THE FIRST lady of Gawsworth Hall - Elizabeth Richards - was the first to discover the horrific scene of her brother's wife stabbed in the neck, face and back, a murder trial has heard.

The wife of Timothy Richards - the owner of the hall - told Manchester Crown Court that she received a phone call from her brother - top solicitor Christopher Lumsden, 51 - in which he told her: "I think I have killed Alison."

Leaving their son, Rupert at home, the couple drove to his £1million mansion in Bowden, Manchester in March last year, where the lawyer was found distraught wearing blood-spattered pyjamas.

His wife's body was in a bedroom.

Mrs Richards told the jury on Monday that the house was in darkness except for a glimmer of light in the hallway so she shouted through the letterbox after getting no answer from the bell.

When Lumsden, a high-flying financial lawyer with Pinsent Biddle of Manchester, who admitted killing his wife "while suffering an abnormality of mind", opened the door wearing blood spattered pyjamas.

He admits killing his wife but denies murder.

Mrs Richards told the court: "It was awful. He was like a zombie. He was incoherent. He was shaking, extremely distressed and was sitting on the hall chair, slumped."

She asked her brother: "Is she dead?" before going upstairs to discover the gruesome scene of mum-of-two Alison Lumsden - her brother's wife - slumped at her bedroom dressing table. She called 999. She said: "He said something to the effect of Alison was going to leave him because she couldn't remain married to a cripple."

Timothy Richards told a jury that he remained in the car whilst his wife went inside the house.

He said: "My wife came out of the house and told me Alison was dead."

Mr Richards added that he "must have" gone into the house because he recalled "very vividly" seeing Mr Lumsden.

Work instructions
Can you extract the passage of the court report from "THE FIRST lady" to "in a bedroom." word for word? The entries that follow have no connection to the court report.

Collected data entries

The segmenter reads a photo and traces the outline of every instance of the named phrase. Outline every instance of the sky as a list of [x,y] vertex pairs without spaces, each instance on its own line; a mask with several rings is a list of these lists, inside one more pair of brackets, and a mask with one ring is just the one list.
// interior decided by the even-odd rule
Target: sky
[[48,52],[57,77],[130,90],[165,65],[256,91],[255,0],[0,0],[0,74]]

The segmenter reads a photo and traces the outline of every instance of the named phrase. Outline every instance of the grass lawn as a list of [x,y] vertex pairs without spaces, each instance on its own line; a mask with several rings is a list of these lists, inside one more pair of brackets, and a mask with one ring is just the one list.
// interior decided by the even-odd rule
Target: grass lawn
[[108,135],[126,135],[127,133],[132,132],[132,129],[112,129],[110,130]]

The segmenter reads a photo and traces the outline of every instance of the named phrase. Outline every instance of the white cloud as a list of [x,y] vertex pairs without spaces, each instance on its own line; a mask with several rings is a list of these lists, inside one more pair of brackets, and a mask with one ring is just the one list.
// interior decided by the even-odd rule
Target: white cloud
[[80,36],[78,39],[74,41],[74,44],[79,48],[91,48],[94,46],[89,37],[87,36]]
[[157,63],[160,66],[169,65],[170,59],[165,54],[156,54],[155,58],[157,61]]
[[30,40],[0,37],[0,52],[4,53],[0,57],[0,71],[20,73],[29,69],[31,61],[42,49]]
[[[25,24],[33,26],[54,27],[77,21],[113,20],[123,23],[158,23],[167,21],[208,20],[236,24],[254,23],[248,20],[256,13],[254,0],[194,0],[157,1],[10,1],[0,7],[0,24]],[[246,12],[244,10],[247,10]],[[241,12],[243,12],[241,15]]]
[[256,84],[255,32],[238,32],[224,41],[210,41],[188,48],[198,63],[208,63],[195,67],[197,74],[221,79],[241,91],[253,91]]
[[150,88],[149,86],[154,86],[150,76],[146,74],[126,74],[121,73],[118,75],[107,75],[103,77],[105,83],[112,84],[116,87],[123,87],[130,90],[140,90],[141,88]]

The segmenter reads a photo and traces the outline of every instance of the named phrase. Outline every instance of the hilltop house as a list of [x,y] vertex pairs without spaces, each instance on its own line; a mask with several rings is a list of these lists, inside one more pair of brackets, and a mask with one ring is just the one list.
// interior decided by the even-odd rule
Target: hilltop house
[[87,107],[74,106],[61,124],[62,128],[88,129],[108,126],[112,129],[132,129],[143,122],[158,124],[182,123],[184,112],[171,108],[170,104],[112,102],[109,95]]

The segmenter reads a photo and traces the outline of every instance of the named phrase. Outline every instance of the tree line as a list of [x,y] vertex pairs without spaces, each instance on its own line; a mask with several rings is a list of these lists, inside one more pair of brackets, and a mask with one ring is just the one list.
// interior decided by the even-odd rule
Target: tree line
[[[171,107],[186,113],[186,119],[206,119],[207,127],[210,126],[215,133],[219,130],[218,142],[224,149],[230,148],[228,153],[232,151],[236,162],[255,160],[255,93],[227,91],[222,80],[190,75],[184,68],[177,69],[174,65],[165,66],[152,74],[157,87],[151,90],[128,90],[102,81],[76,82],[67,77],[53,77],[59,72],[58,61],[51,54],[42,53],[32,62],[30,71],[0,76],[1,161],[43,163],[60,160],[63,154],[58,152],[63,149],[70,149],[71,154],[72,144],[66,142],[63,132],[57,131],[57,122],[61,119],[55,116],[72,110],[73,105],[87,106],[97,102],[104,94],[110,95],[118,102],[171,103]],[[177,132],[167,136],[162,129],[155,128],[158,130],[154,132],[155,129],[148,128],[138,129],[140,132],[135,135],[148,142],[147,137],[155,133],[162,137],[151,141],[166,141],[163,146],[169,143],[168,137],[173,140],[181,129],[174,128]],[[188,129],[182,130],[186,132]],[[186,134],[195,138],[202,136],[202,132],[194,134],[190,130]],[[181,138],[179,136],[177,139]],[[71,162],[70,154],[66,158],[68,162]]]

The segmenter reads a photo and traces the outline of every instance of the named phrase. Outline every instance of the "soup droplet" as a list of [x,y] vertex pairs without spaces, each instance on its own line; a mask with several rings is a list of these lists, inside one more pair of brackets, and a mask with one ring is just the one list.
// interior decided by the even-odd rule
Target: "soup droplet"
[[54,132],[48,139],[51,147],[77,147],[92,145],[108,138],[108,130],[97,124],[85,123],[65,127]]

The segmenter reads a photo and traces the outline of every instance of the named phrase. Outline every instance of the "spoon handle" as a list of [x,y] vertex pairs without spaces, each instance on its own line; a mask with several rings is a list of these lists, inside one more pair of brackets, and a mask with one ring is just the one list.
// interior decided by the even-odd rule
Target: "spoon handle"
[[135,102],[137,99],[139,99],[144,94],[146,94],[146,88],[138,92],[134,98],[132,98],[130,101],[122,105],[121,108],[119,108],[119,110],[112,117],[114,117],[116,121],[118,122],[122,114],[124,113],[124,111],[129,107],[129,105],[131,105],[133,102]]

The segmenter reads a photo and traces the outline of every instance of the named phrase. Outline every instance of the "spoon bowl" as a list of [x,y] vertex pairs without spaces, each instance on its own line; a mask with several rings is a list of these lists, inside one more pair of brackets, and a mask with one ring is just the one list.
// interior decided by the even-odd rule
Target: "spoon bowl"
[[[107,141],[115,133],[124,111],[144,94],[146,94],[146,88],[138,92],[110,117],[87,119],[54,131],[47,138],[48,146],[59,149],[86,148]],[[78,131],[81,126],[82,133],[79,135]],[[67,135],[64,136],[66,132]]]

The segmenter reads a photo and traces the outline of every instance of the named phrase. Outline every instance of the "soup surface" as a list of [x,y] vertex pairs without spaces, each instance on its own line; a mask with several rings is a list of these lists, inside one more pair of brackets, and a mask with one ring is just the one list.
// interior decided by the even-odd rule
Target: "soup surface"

Answer section
THE FIRST lady of Gawsworth Hall - Elizabeth Richards - was the first to discover the horrific scene of her brother's wife stabbed in the neck, face and back, a murder trial has heard.

The wife of Timothy Richards - the owner of the hall - told Manchester Crown Court that she received a phone call from her brother - top solicitor Christopher Lumsden, 51 - in which he told her: "I think I have killed Alison."

Leaving their son, Rupert at home, the couple drove to his £1million mansion in Bowden, Manchester in March last year, where the lawyer was found distraught wearing blood-spattered pyjamas.

His wife's body was in a bedroom.